● Job 1
Pick out every line of the records that contains the word "instance", and copy each of those lines in full.

● Document section
Three major decisions, in three different venues, made last week a good week for polluting utilities and thus a bad one for actual people. But the longer-term trends stayed on track, with the nuclear/fossil fuel industry still in growing trouble and facing decline as the transition to a nuclear-free, carbon-free energy future continues on.
The bad news first:
*Under utility pressure, the EPA caved and “watered down” its proposed rule to prevent massive fish kills and other damage to marine life from power plants using once-through cooling systems. Environmentalists had wanted the proposed rule strengthened to require such power plants to close or at least build cooling towers but nuclear and coal plant owners successfully lobbied the agency and won weaker regulations.
*A U.S. Appeals Court threw out a Federal Energy Regulatory Commission (FERC) rule that encouraged energy efficiency. “Under the rule, electricity users who cut consumption when prices and demand rise were paid the same amount as generators that produce electricity. The practice has been embraced because it can reduce the need to build additional expensive power plants and cut air pollution.” Utilities argued that the rule “would discourage power-plant investment,” which, of course, was the point. Energy efficiency is both cheaper and cleaner than new power plants of any kind.
*The PJM power grid, which covers 61 million customers from the mid-Atlantic to Illinois, held its 2017-18 power auction and procured 167,004 megawatts of capacity resources at a base price of $120, a whopping increase from the $59.37 base it bought at last year’s auction. That’s good news for Exelon and its troubled nuclear reactors and bad news for ratepayers in the region.
Despite those industry victories, that news was offset by the continued and probably unstoppable advance of clean energy:
*Most significantly, the giant international investment house Barclays downgraded the entire U.S. utility industry. Their reasoning: “Over the next few years…we believe that a confluence of declining cost trends in distributed solar photovoltaic (PV) power generation and residential-scale power storage is likely to disrupt the status quo….We believe that solar + storage could reconfigure the organization and regulation of the electric power business over the coming decade.” In other words, distributed solar power is growing rapidly and threatens the entire utility model of large, polluting “baseload” power plants.
*Barclay’s may be influenced by the reality in Europe, where the value of the continent’s electric utilities already has dropped by half in the past few years, led by the troubles of Germany’s utilities, which bet heavily on nuclear power now being phased out there, as well as “the sharp decrease in the cost of solar and the rise of renewable generation capacity.“ This somewhat wonky article argues that European utilities need to reinvent themselves to use “their advanced engineering capability, specialism in energy systems and close historical ties to transmission and distribution system operators and consumers” to “become smart infrastructure solution providers.”
*The Rocky Mountain Institute, which coined the term “grid defection” a few months ago in a paper discussing exactly the issue raised by Barclays, added to the discussion in “Why Owning Your Own Power Plant Might Not Be Crazy” by arguing that for homeowners, the idea of their own power plants (e.g. solar plus storage) could well become simply the next major applicance decision millions will make. This article points out that not that long ago–the 1950s–air conditioning at the residential level was rare and expensive, but when mass production began, prices fell and by the end of the 1960, A/C was standard equipment in most U.S. homes. Similarly, computers not that long ago took up warehouse-sized space and cost large fortunes. Today our smartphones are more capable than those devices–and astronomically cheaper. There is little reason to think the technological and economic advances in solar power, already stratospheric over the past few years, won’t continue as mass production expands and technology improves further.

● Data excerpts
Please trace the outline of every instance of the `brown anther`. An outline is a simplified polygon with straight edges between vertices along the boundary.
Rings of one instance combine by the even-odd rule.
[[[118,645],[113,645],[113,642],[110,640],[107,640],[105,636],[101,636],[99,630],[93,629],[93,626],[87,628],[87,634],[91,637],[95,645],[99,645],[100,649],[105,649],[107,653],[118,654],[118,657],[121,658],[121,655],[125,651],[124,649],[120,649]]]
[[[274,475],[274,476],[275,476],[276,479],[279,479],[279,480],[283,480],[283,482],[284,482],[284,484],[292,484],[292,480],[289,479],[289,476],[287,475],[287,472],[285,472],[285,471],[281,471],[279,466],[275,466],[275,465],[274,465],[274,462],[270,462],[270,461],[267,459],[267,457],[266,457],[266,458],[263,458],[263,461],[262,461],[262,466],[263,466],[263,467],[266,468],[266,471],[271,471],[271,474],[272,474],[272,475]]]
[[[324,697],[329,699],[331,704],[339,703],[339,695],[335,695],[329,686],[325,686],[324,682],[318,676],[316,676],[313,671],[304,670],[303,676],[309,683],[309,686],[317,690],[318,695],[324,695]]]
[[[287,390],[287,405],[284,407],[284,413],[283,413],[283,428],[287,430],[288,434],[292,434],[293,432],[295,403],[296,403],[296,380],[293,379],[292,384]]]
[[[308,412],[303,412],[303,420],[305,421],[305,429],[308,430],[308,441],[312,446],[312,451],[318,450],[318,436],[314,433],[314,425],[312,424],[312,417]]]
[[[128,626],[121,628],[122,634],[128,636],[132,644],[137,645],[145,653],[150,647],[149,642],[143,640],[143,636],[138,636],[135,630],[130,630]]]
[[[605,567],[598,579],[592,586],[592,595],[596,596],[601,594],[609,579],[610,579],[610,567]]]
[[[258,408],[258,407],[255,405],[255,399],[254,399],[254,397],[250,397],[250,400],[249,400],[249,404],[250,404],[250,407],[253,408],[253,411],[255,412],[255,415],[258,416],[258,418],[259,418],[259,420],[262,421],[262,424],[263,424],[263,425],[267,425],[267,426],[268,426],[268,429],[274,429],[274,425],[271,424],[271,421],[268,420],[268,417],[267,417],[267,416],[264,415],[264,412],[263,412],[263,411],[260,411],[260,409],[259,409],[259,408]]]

● Job 2
Proceed with the article on last week's utility rulings and the advance of clean energy by writing the next paragraph after its final sentence.

● Expected output 1
Please trace the outline of every instance of the `brown anther`. An outline is a simplified polygon with straight edges between vertices along the boundary.
Rings of one instance combine by the even-odd rule.

● Expected output 2
*The Sun Day Campaign issued a statement noting that for the first time ever, non-hydro renewable energy provided more electricity in the U.S. during the first quarter of the year than conventional hydropower–a major milestone for clean renewables. Non-hydro renewables provided 53.16% of the net U.S. electrical generation from renewable energy sources for the period January 1 – March 31, 2014 while hydropower provided the balance of 46.84%. Ken Bossong of the Sun Day Campaign noted that these numbers actually understate the amount of power supplied by solar because significant levels of solar capacity come from smaller, non-utility-scale applications like rooftop solar PV, and the Energy Information Administration numbers on which the statement is based only include utility-scale solar. Disclosure: the Sun Day Campaign is based in NIRS’ office, but is a separate organization.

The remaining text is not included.